#### [Excerpted text]

I’m cheating! Most of this was written and preached in the Macedon Ranges, last time this reading came up in the lectionary. But looking back at it I find that I still agree with everything I said then, and I quite like the sermon, so I’m going to preach it again.
Sermon for Williamstown
May 10th, 2015
John 15:9-17
I’ve been thinking about marriage this week. On Tuesday I received the first mailing of papers for the national Assembly that will be held in Perth in July. Among the few proposals that came with them the papers were two about marriage, one from the Standing Committee and one from the Uniting Aboriginal and Islander Christian Congress. (Neither suggested any change in our current understanding of marriage, but both suggest that we have a lot more discussion about it.) On Wednesday, at a meeting with members of the Burmese congregation, Natalie, Bev and I heard that Pastor True has been recognised by the government as a marriage celebrant, and we rejoiced with him that he’ll be able to celebrate the marriages of members of his congregation. Most people in Australia see marriage as something churches are particularly concerned with, which is why ministers are able to be authorised by the Attorney-General to act as marriage agents for the state. Churches agree, marriage is important to us, which is why the coming Assembly will spend a fair bit of time discussing marriage. In comparison, friendship isn’t a topic that gets mentioned a lot in the church. And yet if any form of relationship can be described as particularly Christian, as the specific way that Christians live out our lives, it’s not marriage. It’s friendship.
Jesus was not married. We don’t see in Jesus the model of an ideal husband, despite descriptions of him as the bridegroom, (Matthew 9:15; Mark 2:19; Luke 5:34; John 3:29) and Church as his bride. (Ephesians 5:22-33) What we do see in Jesus is the example of an ideal friend. Jesus’ ministry was about befriending others – engaging in loving, accepting and transforming relationships with them. He related to those around him as an equal: refusing to make claims about himself, instead letting others identify him (Mark 8:29); refusing to play the ‘master’ role over them (John 13:1-11); encouraging his disciples to do what he did – teach, preach, heal (Mark 6:6b-7). His relationships were relationships of mutuality: he accepted food from those he helped (Mark 1:31); he allowed himself to be ministered to by women (Mark 14:3-9); and he was willing to enter into dialogue and have his mind changed by a Syrophoencian woman who demanded that her daughter be healed (Mark 7:24-30). We see in his relationship with Peter a friendship in which mutual love overcomes mutual exasperation and Peter’s misunderstandings. And in the Gospel According to John, we see a friendship in which there was no exasperation and misunderstanding to be overcome; the relationship between Jesus and the Beloved Disciple.
In all these relationships, Jesus is acting as an ideal friend as the ancient world understood it. In a world full of hierarchies, and people with power over others, friendship stood out as the only relationship based upon equality, a relationship of reciprocity and mutuality. This is why Socrates saw friendship as subversive, because it existed regardless of rank. Marriages at the time were definitely not relationships of equality; society was stratified along class lines, with patrons and clients, and masters and slaves. Friendship was the only model of equality that the ancient world knew, and it’s friendship that Jesus offered his disciples.

#### [Short problem A]
Please list every Gospel passage the sermon cites for descriptions of Jesus as the bridegroom.
#### [Short problem B]
Answer these questions from the sermon, marking each answer to match its question.
(i) In which city and month will the national Assembly be held?
(ii) Who has been recognised by the government as a marriage celebrant?
(iii) Who saw friendship as subversive?
#### [Short problem C]
Pick up the sermon on friendship after its last sentence and continue it.

#### [Entries pointing to named objects]
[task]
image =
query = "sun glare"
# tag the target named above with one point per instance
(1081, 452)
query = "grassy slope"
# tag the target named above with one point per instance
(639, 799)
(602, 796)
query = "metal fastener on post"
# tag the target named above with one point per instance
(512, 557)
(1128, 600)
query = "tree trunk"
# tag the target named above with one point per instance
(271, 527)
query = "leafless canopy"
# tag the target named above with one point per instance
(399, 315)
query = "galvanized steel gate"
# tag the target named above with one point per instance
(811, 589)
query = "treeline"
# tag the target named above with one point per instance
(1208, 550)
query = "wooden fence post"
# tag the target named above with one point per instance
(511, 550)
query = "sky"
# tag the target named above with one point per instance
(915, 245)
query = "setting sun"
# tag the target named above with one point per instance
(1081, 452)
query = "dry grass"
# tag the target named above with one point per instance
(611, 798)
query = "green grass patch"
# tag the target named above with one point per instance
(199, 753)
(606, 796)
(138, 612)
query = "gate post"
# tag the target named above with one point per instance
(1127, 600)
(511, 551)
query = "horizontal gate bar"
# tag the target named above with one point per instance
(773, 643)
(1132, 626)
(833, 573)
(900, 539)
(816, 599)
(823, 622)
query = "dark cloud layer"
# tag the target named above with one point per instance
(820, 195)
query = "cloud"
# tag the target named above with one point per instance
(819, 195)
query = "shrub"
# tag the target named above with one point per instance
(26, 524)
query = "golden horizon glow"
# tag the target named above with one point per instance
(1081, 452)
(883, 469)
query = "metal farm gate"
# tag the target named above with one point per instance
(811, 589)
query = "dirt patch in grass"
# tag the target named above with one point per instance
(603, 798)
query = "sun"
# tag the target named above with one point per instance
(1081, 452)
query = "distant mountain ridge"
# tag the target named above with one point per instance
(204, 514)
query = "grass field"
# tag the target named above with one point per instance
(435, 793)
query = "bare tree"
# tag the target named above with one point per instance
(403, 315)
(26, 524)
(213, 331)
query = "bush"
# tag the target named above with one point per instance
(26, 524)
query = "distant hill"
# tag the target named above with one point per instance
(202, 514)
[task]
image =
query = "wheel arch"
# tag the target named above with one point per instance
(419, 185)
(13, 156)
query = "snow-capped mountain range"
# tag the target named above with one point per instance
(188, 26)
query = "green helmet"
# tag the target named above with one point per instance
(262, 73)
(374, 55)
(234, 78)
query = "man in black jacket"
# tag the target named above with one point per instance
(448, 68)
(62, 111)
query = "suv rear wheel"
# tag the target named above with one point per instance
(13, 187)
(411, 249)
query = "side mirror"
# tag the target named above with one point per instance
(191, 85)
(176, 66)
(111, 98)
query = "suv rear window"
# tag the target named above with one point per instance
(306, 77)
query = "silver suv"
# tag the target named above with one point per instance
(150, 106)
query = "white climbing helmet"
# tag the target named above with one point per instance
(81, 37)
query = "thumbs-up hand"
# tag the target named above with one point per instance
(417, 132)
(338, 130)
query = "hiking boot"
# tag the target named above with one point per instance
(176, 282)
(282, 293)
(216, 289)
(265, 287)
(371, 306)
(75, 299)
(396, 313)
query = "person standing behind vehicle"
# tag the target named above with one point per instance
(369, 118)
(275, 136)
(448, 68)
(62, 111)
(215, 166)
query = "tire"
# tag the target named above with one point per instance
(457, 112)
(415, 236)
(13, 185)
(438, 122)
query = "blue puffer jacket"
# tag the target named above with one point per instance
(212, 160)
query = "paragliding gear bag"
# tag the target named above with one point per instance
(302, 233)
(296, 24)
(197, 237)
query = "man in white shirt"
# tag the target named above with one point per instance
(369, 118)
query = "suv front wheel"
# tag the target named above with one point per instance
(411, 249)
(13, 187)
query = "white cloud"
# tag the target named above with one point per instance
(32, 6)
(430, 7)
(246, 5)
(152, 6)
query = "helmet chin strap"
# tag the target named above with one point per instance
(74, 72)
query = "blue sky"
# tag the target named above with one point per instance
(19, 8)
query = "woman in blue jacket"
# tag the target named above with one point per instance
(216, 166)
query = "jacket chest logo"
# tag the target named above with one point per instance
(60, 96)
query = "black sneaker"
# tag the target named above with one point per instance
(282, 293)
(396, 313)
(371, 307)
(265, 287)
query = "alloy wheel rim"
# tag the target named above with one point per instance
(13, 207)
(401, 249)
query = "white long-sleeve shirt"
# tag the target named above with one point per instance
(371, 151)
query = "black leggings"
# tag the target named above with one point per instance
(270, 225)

#### [Response A]
Matthew 9:15; Mark 2:19; Luke 5:34; John 3:29

#### [Response B]
(i) Perth, in July
(ii) Pastor True
(iii) Socrates

#### [Response C]
In today’s gospel reading Jesus tells his disciples: ‘I do not call you servants any longer, because the servant does not know what the master is doing; but I have called you friends, because I have made known to you everything that I have heard from my Father.’ One of the most important elements of friendship, according to the Greek philosophers, was the use of frank speech. Clients and slaves would flatter patrons and masters – friends would speak openly and honestly to friends. And this is what Jesus has done with his disciples – he has spoken openly and honestly to them, telling them everything. They are his friends, and he has shared his very self with them. His disciples know about the Father, because they know the Son. (John 14:9) They know Jesus; they are his friends.
Friendship has demands. Jesus articulates them: ‘No one has greater love than this, to lay down one’s life for one’s friends.’ (John 15:13) Jesus not only describes this greater love; he goes on to embody it. In his crucifixion, Jesus is the friend who lays down his life. We, as his friends, are to embody that friendship too: ‘This is my commandment, that you love one another as I have loved you.’(John 15:12) We are not merely to befriend Jesus; we are to befriend each other.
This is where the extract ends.